* [THINGS TO DO]:
1. In the summary on berries and heart health, which berries were used in the human intervention studies?
2. Add one more paragraph to the summary on berries and heart health, starting after its final sentence.

* [SUPPLIED TEXT]:
+++++
The following is a summary of work published in Nutrition Reviews (2010, 68, 168-177) where the case for including a hearty amount of berry fruit in your regular balanced diet is made.

Berries are a good source of polyphenols, especially anthocyanins, micronutrients, and fibre. In epidemiological and clinical studies these constituents have been associated with improved cardiovascular risk profiles. Human intervention studies using chokeberries, cranberries, blueberries, and strawberries (either fresh, or as juice, or freeze-dried), or purified anthocyanin extracts have demonstrated significant improvements in LDL-cholesterol oxidation (a precursor to blood vessel adhesion and atherosclerosis), lipid peroxidation, total plasma antioxidant capacity, dyslipidemia (high LDL-cholesterol and/or fats) and glucose metabolism. Benefits were seen in healthy subjects and in those with existing metabolic risk factors. Underlying mechanisms for these beneficial effects are believed to include up-regulation of endothelial nitric oxide synthase (increasing production of nitric oxide which favourably modulates blood pressure and blood vessel function), decreased activities of carbohydrate digestive enzymes, decreased oxidative stress, and inhibition of inflammatory gene expression and foam cell formation (scavenger cells containing numerous cholesterol droplets). Though limited, these data support the recommendation of berries as an essential fruit group in a heart-healthy diet.
+++++
* [DATA PROVIDED]:
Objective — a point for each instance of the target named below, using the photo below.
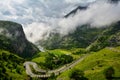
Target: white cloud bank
(99, 14)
+++++
* [RESULTS BY TASK]:
1. Chokeberries, cranberries, blueberries, and strawberries.

2.
This study by US researchers refers to several berry fruits from colder climates not readily available to us, but we can nevertheless take on board the findings for ones we do know well, such as strawberries, blueberries, and blackberries/ raspberries and their many hybrids. Benefits extend beyond the cardiovascular disease largely addressed in the above study. For example in a recent Finnish study on the effects of including fruit, berries and vegetables in the diet, it was found that those in the top 25% of consumption had a reduced chance of developing diabetes after allowing for several other risk factors such as obesity, family history etc. Berries are usually eaten in much smaller quantities than other fruit and vegetables, yet when the effects of berries were considered separately from the other two in this comparatively small study, it was found that they alone were responsible for a 35% reduction in incidence and the other fruits and vegetables had no significant effect.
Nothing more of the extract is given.